= TRAVAIL DEMANDÉ =
1. Modifiez l'extrait sur Calamity Jane en le reproduisant de « Les photos que » à « costumes du film. », avec « costumes » remplacé par « vêtements ».
2. D'après l'extrait sur Calamity Jane, qu'est-ce que Martha Jane garde des personnages qu'elle rencontre dans le film ?

= EXTRAIT CHOISI =
┌──

Les photos que l’on possède de Calamity Jane la montrent à la fois en tenue d’aventurière (en pantalon, vêtements pratiques) et en tenue coquette ou a minima, correspondant aux habitudes de l’époque pour une femme. Dans votre film, elle alterne aussi sa façon de s’habiller aux circonstances, et plus généralement, on sent qu’il y a eu un gros travail effectué sur les costumes du film.
Calamity Jane aimait beaucoup se faire prendre en photo et on peut la voir en uniforme de théâtre, en chasseuse ou en robe élégante. C'est, je pense, un des traits qui la caractérise le mieux, ce goût pour le déguisement et aussi pour la fête. C'est un aspect que nous avons transposé dans son enfance et avec lequel nous nous sommes beaucoup amusé. Notre sujet c'est "qu'est-ce que c'est qu'être un garçon ?", "qu'est-ce que c'est qu'être une fille ?" Et sur ce sujet, les habits, les codes comptent beaucoup. C'est aussi une époque où l'on pouvait se couper les cheveux, mettre des vétements d'homme et aller à la ville suivante pour vivre une nouvelle vie. Un certain nombre de femmes de l'époque l'a fait ne serait-ce que pour survivre. La spécificité de Calamity Jane est justement d'assumer être une femme tout en agissant comme les hommes de l'époque. Dans le film, Martha Jane garde un élément vestimentaire des personnages qu'elle rencontre. Elle construit ainsi ce personnage hors du commun qui résonne aujourd'hui encore.

└──

(Exemples d'annotation de points)
┌──

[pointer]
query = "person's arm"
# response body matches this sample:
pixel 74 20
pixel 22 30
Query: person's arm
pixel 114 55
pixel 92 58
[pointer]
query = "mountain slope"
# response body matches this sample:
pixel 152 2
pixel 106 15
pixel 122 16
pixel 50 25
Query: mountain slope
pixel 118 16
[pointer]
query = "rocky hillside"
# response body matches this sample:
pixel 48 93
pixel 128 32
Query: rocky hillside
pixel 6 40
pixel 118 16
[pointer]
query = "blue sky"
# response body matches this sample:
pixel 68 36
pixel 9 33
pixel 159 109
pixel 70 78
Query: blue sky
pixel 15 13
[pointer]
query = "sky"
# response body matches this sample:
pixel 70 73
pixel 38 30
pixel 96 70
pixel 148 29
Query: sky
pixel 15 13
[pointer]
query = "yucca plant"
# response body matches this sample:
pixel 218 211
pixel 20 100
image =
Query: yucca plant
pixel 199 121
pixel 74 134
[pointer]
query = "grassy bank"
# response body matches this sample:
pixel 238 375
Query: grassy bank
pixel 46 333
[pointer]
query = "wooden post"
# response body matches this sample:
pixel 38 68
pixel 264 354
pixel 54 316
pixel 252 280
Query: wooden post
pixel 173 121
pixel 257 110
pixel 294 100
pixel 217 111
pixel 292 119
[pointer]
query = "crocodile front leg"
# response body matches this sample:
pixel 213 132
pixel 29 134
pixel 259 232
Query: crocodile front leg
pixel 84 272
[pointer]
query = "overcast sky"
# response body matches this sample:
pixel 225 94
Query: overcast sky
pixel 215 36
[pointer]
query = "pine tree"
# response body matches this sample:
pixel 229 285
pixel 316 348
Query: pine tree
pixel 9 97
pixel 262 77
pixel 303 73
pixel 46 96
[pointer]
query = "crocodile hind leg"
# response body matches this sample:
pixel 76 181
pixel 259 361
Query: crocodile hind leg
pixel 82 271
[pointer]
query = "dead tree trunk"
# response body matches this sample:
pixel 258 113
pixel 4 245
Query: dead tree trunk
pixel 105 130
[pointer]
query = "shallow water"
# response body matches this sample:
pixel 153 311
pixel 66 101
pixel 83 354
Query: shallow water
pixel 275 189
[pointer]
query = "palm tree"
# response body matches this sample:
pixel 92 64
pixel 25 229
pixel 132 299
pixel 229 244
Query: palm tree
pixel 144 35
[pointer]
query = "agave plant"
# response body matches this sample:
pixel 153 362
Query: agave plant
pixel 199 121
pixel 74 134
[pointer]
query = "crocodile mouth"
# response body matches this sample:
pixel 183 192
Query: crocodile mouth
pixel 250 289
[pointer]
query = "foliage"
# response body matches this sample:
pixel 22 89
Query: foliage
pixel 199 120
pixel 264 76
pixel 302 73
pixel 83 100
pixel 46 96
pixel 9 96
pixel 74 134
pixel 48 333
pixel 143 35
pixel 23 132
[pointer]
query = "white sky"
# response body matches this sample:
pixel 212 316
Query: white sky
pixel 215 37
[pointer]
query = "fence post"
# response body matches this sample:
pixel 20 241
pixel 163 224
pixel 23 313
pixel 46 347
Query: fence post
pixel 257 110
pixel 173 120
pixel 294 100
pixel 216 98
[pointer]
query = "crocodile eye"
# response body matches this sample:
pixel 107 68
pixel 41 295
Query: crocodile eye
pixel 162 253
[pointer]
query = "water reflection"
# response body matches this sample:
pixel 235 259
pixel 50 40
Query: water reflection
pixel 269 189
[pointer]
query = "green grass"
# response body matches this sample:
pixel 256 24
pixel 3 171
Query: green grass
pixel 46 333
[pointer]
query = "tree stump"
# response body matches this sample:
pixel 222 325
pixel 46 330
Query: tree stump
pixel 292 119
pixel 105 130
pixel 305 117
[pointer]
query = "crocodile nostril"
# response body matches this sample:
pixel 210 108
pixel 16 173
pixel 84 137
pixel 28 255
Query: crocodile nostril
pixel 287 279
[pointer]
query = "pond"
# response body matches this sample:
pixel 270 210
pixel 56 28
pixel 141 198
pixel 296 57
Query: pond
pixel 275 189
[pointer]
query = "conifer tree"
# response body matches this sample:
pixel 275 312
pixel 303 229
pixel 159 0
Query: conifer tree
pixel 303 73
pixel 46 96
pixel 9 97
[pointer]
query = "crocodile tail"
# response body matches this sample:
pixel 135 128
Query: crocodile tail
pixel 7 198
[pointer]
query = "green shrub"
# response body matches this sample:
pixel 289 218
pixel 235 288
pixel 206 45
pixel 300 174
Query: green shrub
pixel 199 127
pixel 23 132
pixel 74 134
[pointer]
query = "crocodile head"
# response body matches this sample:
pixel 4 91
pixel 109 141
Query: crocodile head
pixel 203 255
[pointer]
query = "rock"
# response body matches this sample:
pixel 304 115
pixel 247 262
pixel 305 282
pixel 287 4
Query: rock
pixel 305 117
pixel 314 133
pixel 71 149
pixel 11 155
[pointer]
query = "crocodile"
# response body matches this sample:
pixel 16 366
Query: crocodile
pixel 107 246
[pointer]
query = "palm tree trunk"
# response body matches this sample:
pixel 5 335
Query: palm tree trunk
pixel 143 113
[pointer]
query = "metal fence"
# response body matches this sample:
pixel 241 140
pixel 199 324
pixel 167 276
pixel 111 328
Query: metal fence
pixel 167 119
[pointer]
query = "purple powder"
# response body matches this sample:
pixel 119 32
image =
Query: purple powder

└──

= LES SOLUTIONS =
1.
Les photos que l’on possède de Calamity Jane la montrent à la fois en tenue d’aventurière (en pantalon, vêtements pratiques) et en tenue coquette ou a minima, correspondant aux habitudes de l’époque pour une femme. Dans votre film, elle alterne aussi sa façon de s’habiller aux circonstances, et plus généralement, on sent qu’il y a eu un gros travail effectué sur les vêtements du film.

2. Elle garde un élément vestimentaire de ces personnages.